= Task goal =
Exclude the pictures and retype the entries as written.

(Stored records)
******************************
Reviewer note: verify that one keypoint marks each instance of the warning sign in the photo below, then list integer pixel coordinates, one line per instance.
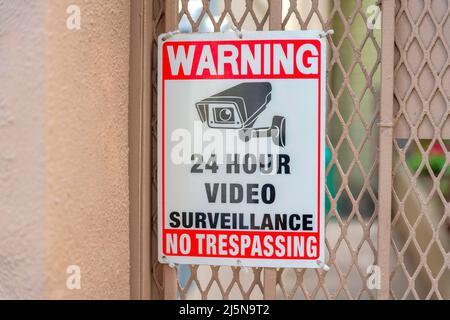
(241, 129)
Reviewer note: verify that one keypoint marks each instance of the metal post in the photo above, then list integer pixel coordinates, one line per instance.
(385, 153)
(170, 274)
(270, 274)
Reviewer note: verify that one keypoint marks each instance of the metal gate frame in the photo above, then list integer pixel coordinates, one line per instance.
(149, 18)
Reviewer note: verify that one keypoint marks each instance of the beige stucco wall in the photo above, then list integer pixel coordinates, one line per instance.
(64, 149)
(21, 149)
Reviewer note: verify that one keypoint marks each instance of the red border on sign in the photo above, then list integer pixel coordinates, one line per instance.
(193, 231)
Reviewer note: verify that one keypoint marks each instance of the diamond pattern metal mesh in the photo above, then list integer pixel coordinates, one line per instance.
(421, 222)
(419, 260)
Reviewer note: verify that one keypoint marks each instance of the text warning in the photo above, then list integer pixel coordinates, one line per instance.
(241, 129)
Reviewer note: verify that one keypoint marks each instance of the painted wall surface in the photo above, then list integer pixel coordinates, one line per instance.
(86, 134)
(22, 188)
(64, 149)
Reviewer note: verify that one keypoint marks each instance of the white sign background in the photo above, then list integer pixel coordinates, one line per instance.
(296, 99)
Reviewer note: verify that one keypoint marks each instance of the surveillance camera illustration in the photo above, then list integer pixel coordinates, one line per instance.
(239, 107)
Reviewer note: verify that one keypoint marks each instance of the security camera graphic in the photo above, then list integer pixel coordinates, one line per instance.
(238, 108)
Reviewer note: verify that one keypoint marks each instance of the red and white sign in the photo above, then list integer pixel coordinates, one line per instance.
(241, 129)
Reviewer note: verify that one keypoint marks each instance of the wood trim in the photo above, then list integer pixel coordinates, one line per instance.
(139, 148)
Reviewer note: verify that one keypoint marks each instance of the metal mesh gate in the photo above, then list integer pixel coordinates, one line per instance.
(358, 114)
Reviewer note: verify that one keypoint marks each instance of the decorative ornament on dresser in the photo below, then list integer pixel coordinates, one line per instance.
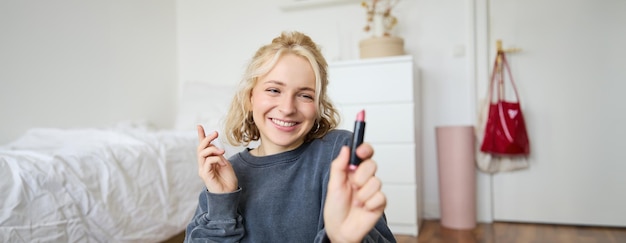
(380, 23)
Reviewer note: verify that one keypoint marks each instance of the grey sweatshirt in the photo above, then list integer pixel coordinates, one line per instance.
(280, 199)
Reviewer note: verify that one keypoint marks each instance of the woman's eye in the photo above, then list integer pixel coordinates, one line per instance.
(307, 97)
(272, 90)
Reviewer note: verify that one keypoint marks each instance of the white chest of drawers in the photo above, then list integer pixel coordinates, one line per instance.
(386, 88)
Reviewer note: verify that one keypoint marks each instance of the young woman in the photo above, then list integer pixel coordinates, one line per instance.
(295, 186)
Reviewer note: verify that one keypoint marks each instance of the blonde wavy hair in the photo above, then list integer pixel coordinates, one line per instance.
(239, 124)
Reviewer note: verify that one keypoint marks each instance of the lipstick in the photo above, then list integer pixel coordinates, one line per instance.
(357, 139)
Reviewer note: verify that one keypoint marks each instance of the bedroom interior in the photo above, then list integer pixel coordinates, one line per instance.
(145, 72)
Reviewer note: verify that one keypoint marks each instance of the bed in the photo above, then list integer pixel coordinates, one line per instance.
(127, 182)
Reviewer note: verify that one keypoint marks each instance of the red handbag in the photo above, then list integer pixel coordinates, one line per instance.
(505, 131)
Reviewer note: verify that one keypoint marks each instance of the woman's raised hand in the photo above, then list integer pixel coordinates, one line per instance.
(354, 202)
(216, 172)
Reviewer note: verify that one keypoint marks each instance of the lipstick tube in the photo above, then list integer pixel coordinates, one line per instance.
(357, 139)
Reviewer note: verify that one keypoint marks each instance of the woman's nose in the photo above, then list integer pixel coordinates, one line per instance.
(287, 105)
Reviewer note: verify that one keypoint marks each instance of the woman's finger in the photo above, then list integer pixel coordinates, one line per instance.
(365, 171)
(201, 134)
(367, 191)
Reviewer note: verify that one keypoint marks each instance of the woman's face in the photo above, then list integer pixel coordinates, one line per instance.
(284, 105)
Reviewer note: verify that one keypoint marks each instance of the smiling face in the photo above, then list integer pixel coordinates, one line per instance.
(284, 105)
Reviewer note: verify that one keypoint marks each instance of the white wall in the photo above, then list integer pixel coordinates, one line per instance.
(70, 63)
(216, 39)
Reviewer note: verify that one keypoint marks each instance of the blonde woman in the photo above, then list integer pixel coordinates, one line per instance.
(295, 186)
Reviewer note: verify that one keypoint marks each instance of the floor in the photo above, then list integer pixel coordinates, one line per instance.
(500, 232)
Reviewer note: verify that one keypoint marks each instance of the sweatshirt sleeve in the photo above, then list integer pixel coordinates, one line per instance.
(216, 219)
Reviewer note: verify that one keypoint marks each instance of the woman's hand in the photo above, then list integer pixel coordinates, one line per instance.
(216, 172)
(354, 202)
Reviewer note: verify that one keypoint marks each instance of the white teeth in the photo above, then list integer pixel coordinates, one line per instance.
(283, 123)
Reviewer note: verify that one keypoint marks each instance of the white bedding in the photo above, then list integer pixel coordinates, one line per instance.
(126, 183)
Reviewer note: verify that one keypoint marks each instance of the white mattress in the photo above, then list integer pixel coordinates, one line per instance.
(121, 184)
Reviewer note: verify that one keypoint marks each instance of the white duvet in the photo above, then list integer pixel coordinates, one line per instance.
(120, 184)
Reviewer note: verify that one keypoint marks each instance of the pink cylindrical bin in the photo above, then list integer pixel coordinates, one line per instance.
(457, 176)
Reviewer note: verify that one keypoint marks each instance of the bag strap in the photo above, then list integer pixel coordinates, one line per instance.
(497, 75)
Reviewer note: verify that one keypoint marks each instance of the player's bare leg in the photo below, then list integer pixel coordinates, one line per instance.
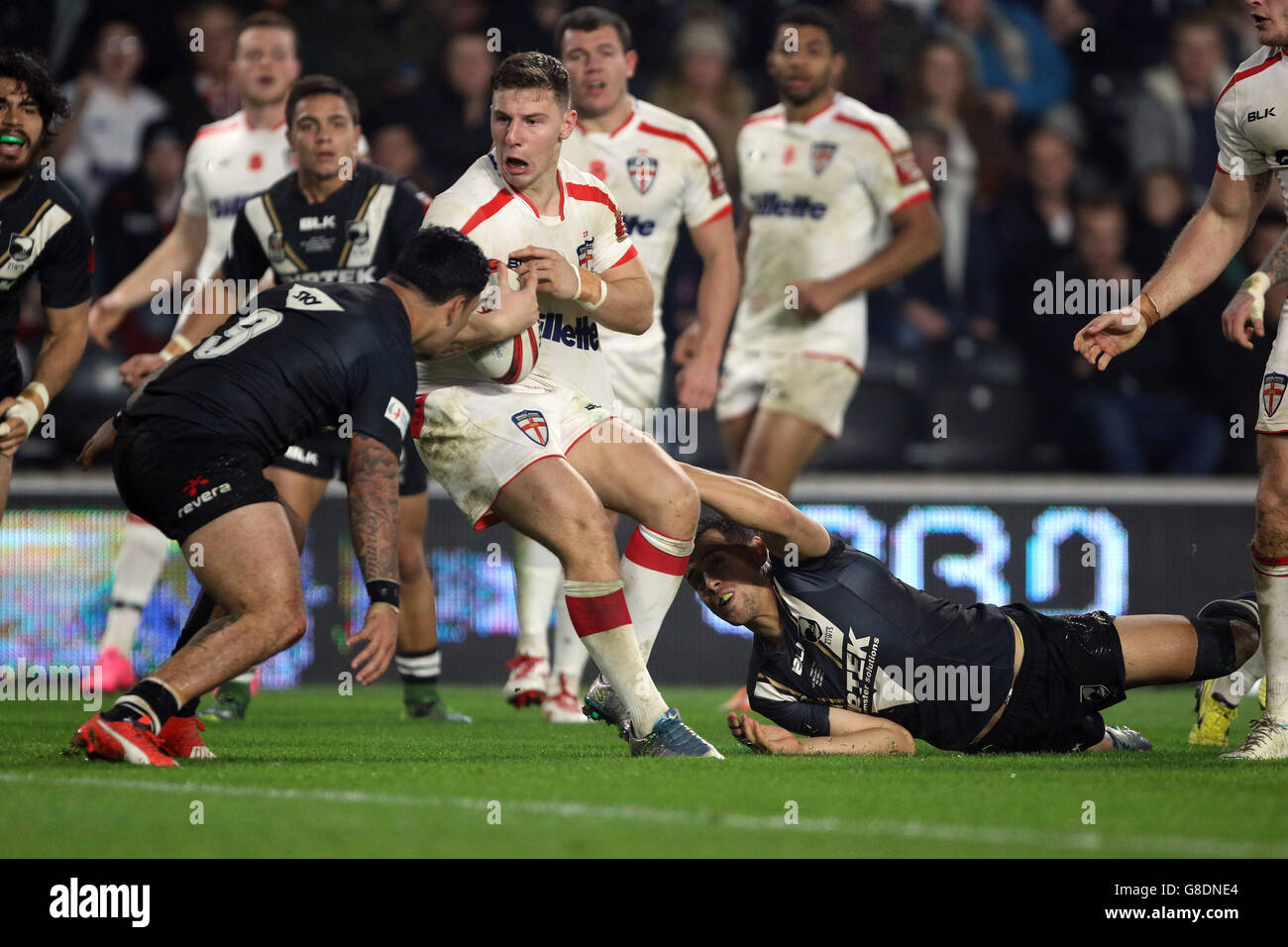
(553, 504)
(778, 447)
(417, 659)
(252, 566)
(1269, 736)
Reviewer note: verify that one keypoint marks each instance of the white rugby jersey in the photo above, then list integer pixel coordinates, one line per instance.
(664, 170)
(228, 163)
(589, 232)
(819, 193)
(1250, 133)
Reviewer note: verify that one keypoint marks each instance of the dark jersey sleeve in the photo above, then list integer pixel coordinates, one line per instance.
(245, 258)
(67, 263)
(382, 388)
(406, 213)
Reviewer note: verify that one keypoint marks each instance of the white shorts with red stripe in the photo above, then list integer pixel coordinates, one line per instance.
(1271, 411)
(815, 386)
(477, 438)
******************************
= Result =
Reviewer note: verify that one keypoint marks each instance of the warning sign in the photo below, then list integer pixel coordinates, one line per instance.
(241, 129)
Reviewer note: verify that one keypoint marks each instance of the metal post in the photo above, then list integer pixel coordinates, one line per instance.
(385, 153)
(170, 274)
(270, 274)
Reviewer note: verify that one keypoint marks each instance of the metal gate frame in the photo above, then list integer pixel coordinates, one line per instance.
(149, 18)
Reviewer note: verify that one keypoint marks each instance of the beige stucco wall in the photo above, then list integer pixel coordinates, one line per instance.
(64, 149)
(21, 149)
Reviewer note: verify that one keypoint marks each instance of the red border on sign in the photo above, then list integer pixel coordinates, one line per instance.
(193, 231)
Reviewer note: verify that one keypoint marks each instance of the diamond pattern metal mesh in the photo above, then list integer pixel coordinates, one line per instance.
(421, 222)
(419, 260)
Reviewer note: verify that one keypoint marks each instance of the text warning in the photo above, then list integer pixel coordinates, one line per instance.
(241, 129)
Reviewer note: verify that one keypoint marks each instance of the painted wall surface in the photo above, then list integer pixel coordinates, one line per instance.
(86, 134)
(22, 188)
(64, 149)
Reviewer note: verify that one keypoint marks each instance of the white sign background in the photo above, then list integer pixel coordinates, one line per instance.
(296, 99)
Reviewer note: verify that one keypoint marks each instance of the surveillance camera illustration in the photo above, then list integer pixel coordinates, one line per instance.
(239, 107)
Reviewer note: verify that one keypoint marks each instance of the security camera graphic in the photo above, then list integer pixel coordinates, one line per instance.
(238, 108)
Reviewer note: verify that one keypoint marks each instance of the red and white sign in the photo above, then list integer pixel coordinates, one line per instance.
(241, 129)
Reviewer note: verify that one keypoint marks each instance of the wood trim in the photo above, then list integer pixel coordinates, one line per instance.
(139, 148)
Reviewer note: verify that one keypoint marks each instance of the metal mesh gate in the photo above, then list integer pixel coordinates, one line per instance.
(358, 114)
Reviewer note: verify that one keypoint marks each instance of the decorative ornament on dresser in the photo below, then list integer pixel coordinates, one line per instance.
(380, 23)
Reviewer note: verify that one keypoint marks each instance of the grey sweatshirt in the photo above, then list integer pixel coordinates, one line per instance.
(280, 199)
Reviewer note: verify that one keypoint marks each instance of the woman's eye in the photo above, then list integer pixel coordinates, one line per instance.
(307, 97)
(272, 90)
Reviewer note: verify that one keypoint marks each instance of the white chest of drawers in the photo above, then list integer pixel coordinates, one line per instance.
(386, 88)
Reviewer note: verify that one keypoint marks each instance of the young woman in the photo above, then list integer pixel coordinates, one line per instance.
(295, 186)
Reviewer note: verify that one keypoint marks each instance of the blonde wavy hair in the photo above, then list integer pixel coordinates, one line per instance.
(239, 124)
Reviewer note: verify that one keypoint marks each instance of the lipstick in the photo above, then list integer pixel coordinates, one line per instance.
(357, 139)
Reviewer note: verify that one keypoint marks each instance of the bedroom interior in the photo above, then list integer pixel coordinates, one line per instance.
(145, 72)
Reviewer note: verify that one keypoint marks each instance of the bed in the photo above, then list integer pixel coordinates, one line per instance.
(127, 182)
Reviewer note: verify that one keypoint marks each instance of the red handbag in the photo above, then list integer pixel coordinates, one line per instance.
(505, 131)
Reviewer note: verify that one keypoint marks each instance of the woman's raised hand in the photo above, then list integer pixel coordinates, one line per instance.
(354, 202)
(216, 172)
Reviewer note: verify that one keypoint marks each instance of the lipstick tube in the photo above, then list integer pixel coordinates, one line per instance.
(357, 139)
Reviewer note: verify that one keypoint marks each instance of the woman's nose in the photo above, then list integer pixel coordinates, one line per instance.
(287, 105)
Reviewer note: verify that one keypoint marks each instance of the woman's finger in the photo above, then list integer pixel coordinates, one line per instance.
(365, 171)
(201, 134)
(367, 191)
Reviewer note: verify that one keypoint marks each instance of the woman's face in the photo above, then list integer pixel coordinates, one line per instance.
(284, 105)
Reviewer note: verify that one keypoint marks each instance of the smiling face in the photo above, then list integer pixel coordinates, one line per instance.
(284, 105)
Reviewer note: verify that one keypoint marks each instance of the white wall in the photo above, then list integer pixel coordinates, one line per instance.
(70, 63)
(216, 39)
Reviewer note: verify that one keypoint marks each instance of the blonde woman in the photo above, then list integer pixel coordinates, one line per instance.
(295, 186)
Reviewer note: verify that one keypoint marks each instance of the floor in the photo above, then list integer pixel coordinates, one line per instance.
(500, 232)
Reviewer note: verify that one keypoint marks each instance of the sweatshirt sleeve in the photo above, then list integer pixel coordinates, one line per instance.
(216, 219)
Reviewer note: verify that one keypoint marks each instance of the woman's hand in the photo above, then list integer pixel coordinates, one line per instance.
(216, 172)
(354, 202)
Reviewer note: verify that one keypoint marks each instance of the white teeth in the photo above, then list integer pixel coordinates, one line per instance.
(283, 123)
Reviewer note: verify that one keypoint marks each instance of the white bedding in the photo above, then list integer pixel coordinates, one line per instance.
(126, 183)
Reviewer note: verify that one keypoint marks each instance of the white mattress in the photo above, then list integer pixel coordinates, one line per instance.
(121, 184)
Reviewer note: verify that one keypoint marks each instance of the white duvet in the photo above, then list integer pixel coordinates, one line per instance.
(120, 184)
Reviewer note: verify that one keypoint marks each instance of the pink cylindrical bin in the photo above, then list integer pixel coordinates, one line per instance.
(457, 176)
Reviewer note: verify that one keypoint marks each instance of the bag strap in the photo above, then list integer pixel coordinates, one line per instance.
(497, 75)
Reviewer note: verify that one keypoint marks each instance of the player's bare leg in the photo below, then list integer pixel coordinates, one line per instance.
(553, 504)
(778, 447)
(417, 659)
(252, 566)
(1269, 736)
Reviewer note: verify that one keypoint marks each instance of the white rugby jersey in the photo above, then list integer pixel coordinates, one line per instance.
(664, 170)
(228, 163)
(589, 232)
(819, 193)
(1250, 133)
Reviewer note: verify that one keypoint marks each instance of the dark jersey sleeve in the photo above, then list integer pixel coordinates, one line per instance.
(245, 258)
(67, 263)
(382, 388)
(406, 213)
Reviewer note: verify that one keypoint marks each instance of the white shorts with red stripe in the photo above, then list integer pixel coordinates, one line per instance.
(1271, 411)
(815, 386)
(477, 438)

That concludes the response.